Tasks and exercises:
1 – Answer from the spintronics article:
(a) By what factor did synchronizing electrons extend the electron spin lifetime, and to what value?
(b) What property of electrons does today's computing technology use to encode and process data?
(c) Which dance are the synchronously rotating electron spins compared to?
2 – Extend the spintronics article past its last sentence, which compares the electron spins to a couple dancing the waltz.

13 August 2012
Aiming to use electron spins for storing, transporting and processing information, researchers from IBM and scientists at ETH Zurich, a leading European university, today revealed the first-ever direct mapping of the formation of a persistent spin helix in a semiconductor.
Until now, it was unclear whether or not electron spins possessed the capability to preserve the encoded information long enough before rotating. Unveiled in the peer-reviewed journal Nature Physics (“Direct mapping of the formation of a persistent spin helix”), scientists from IBM Research and the Solid State Physics Laboratory at ETH Zurich demonstrated that synchronizing electrons extends the spin lifetime of the electron by 30 times to 1.1 nanoseconds—the same time it takes for an existing 1 GHz processor to cycle.
Today’s computing technology encodes and processes data by the electrical charge of electrons. However, this technique is limited as the semiconductor dimensions continue to shrink to the point where the flow of electrons can no longer be controlled. Spintronics could surmount this approaching impasse by harnessing the spin of electrons instead of their charge.
This new understanding in spintronics not only gives scientists unprecedented control over the magnetic movements inside devices but also opens new possibilities for creating more energy efficient electronics.
The spintronics waltz
A previously unknown aspect of physics, the scientists observed how electron spins move tens of micrometers in a semiconductor with their orientations synchronously rotating along the path similar to a couple dancing the waltz, the famous Viennese ballroom dance where couples rotate.

Material provided:
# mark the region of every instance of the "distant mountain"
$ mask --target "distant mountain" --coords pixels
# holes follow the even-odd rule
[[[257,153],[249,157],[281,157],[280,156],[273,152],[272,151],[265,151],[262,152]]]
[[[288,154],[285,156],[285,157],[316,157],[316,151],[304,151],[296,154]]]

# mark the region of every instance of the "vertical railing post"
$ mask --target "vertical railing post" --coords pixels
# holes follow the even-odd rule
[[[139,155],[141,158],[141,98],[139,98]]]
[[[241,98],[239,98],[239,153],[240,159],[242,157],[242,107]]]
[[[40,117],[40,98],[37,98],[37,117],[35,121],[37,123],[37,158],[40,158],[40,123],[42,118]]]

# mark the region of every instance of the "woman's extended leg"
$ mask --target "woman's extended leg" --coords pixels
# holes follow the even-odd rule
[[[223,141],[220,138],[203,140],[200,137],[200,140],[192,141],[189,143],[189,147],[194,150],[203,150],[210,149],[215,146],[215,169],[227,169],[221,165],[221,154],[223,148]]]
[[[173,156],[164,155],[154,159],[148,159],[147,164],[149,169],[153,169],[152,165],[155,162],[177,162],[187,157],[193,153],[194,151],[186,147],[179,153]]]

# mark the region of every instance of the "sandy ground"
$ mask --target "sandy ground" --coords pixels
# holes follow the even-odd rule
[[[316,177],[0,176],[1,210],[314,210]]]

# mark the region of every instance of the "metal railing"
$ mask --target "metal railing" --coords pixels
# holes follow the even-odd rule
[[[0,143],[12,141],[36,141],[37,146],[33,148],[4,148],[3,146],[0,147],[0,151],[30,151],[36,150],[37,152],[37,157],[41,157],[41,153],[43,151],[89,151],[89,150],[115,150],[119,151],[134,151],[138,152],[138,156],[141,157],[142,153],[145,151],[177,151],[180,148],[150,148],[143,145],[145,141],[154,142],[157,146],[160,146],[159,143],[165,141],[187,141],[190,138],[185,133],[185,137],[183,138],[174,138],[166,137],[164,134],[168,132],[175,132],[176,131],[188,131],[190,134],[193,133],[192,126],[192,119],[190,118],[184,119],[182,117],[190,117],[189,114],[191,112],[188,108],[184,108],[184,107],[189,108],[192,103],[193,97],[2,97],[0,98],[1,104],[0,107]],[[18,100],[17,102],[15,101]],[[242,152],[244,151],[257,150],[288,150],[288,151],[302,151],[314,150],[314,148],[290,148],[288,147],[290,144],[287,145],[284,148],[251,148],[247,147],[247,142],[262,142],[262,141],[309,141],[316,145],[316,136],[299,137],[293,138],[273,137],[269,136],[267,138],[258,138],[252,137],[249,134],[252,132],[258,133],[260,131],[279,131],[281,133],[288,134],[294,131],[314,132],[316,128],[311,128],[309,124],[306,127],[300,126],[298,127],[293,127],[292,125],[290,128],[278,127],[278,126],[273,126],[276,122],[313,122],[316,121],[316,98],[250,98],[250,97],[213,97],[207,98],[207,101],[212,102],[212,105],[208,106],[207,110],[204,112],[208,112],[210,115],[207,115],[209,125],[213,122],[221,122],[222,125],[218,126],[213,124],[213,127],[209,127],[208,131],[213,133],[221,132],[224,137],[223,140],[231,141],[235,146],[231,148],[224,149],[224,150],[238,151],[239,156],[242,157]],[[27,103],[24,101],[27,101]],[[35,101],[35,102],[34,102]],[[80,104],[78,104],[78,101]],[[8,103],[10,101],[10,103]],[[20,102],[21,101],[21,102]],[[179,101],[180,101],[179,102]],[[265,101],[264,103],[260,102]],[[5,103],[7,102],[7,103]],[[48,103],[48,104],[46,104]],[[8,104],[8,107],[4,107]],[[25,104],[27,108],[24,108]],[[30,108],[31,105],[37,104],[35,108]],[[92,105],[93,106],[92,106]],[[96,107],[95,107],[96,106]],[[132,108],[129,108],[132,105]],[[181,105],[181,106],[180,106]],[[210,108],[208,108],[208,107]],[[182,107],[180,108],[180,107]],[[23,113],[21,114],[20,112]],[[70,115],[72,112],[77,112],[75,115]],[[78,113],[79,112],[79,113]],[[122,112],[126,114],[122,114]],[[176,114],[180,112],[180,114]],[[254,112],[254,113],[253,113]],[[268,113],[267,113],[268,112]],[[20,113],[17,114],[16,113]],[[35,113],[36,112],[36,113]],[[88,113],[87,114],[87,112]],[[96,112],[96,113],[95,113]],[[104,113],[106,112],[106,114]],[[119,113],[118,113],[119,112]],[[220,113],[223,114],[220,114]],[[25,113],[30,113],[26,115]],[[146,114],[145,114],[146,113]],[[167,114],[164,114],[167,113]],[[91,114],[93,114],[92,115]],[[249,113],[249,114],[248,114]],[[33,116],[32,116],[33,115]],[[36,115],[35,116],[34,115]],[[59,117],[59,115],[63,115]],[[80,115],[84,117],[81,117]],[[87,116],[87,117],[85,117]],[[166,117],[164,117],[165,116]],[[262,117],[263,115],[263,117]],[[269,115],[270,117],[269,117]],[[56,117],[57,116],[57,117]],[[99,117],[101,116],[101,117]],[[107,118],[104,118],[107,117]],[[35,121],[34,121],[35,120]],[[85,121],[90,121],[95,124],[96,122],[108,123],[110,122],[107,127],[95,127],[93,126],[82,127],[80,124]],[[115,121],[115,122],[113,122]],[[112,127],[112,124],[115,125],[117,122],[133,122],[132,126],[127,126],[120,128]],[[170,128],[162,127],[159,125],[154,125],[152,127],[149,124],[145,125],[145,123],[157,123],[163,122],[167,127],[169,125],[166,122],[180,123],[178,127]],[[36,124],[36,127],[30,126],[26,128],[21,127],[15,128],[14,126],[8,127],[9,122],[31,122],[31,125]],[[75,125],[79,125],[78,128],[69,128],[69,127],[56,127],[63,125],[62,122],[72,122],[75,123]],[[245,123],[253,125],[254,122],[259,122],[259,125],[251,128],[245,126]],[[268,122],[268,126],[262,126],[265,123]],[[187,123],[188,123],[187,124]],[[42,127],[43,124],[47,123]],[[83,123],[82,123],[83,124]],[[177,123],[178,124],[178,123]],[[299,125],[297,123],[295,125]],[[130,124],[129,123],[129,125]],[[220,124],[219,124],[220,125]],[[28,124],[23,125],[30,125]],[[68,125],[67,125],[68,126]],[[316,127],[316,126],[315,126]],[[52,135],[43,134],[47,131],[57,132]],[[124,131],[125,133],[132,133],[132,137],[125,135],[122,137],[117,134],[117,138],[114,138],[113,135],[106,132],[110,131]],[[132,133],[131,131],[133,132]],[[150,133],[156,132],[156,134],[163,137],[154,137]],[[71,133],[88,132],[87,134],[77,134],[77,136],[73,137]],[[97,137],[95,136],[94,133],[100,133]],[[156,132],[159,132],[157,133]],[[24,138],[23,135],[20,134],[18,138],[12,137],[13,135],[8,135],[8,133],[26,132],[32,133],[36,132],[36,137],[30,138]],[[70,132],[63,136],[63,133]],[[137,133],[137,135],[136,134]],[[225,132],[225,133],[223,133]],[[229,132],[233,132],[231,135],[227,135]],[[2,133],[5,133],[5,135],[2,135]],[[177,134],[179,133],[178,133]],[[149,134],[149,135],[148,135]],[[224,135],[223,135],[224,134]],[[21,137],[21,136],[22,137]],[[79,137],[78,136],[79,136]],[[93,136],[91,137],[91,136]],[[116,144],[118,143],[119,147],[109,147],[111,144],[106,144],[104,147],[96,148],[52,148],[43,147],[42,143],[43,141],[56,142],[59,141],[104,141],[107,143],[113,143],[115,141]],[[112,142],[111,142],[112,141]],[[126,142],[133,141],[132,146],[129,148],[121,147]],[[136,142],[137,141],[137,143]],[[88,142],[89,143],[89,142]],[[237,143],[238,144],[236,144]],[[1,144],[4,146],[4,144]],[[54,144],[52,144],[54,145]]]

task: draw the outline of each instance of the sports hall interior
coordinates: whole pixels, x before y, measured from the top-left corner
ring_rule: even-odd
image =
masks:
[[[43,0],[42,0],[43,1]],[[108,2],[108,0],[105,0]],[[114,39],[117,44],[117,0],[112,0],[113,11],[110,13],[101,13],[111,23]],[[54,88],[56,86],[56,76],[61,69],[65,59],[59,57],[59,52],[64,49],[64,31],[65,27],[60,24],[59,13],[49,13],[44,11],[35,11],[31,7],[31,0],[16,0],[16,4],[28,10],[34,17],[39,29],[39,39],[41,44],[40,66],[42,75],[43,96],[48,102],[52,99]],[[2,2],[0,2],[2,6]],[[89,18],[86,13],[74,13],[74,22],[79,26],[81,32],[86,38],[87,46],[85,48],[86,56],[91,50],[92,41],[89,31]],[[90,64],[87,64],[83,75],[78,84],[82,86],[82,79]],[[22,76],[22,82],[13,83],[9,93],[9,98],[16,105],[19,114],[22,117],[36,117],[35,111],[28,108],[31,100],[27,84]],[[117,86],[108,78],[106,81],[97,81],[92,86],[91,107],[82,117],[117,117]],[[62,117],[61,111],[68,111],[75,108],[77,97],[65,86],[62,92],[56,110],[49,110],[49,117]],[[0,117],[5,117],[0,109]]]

Results by task:
1 –
(a) By 30 times, to 1.1 nanoseconds.
(b) Their electrical charge.
(c) The waltz, the Viennese ballroom dance where couples rotate.

2 –
Dr. Gian Salis of the Physics of Nanoscale Systems research group at IBM Research – Zurich explains, “If all couples start with the women facing north, after a while the rotating pairs are oriented in different directions. We can now lock the rotation speed of the dancers to the direction they move. This results in a perfect choreography where all the women in a certain area face the same direction. This control and ability to manipulate and observe the spin is an important step in the development of spin-based transistors that are electrically programmable.”
How it works
IBM scientists used ultrashort laser pulses to monitor the evolution of thousands of electron spins that were created simultaneously in a very small spot. Atypically, where such spins would randomly rotate and quickly lose their orientation, for the first time, the scientists could observe how these spins arrange neatly into a regular stripe-like pattern, the so-called persistent spin helix.
The concept of locking the spin rotation was originally proposed in theory back in 2003 and since that time some experiments have even found indications of such locking, but until now it had never been directly observed.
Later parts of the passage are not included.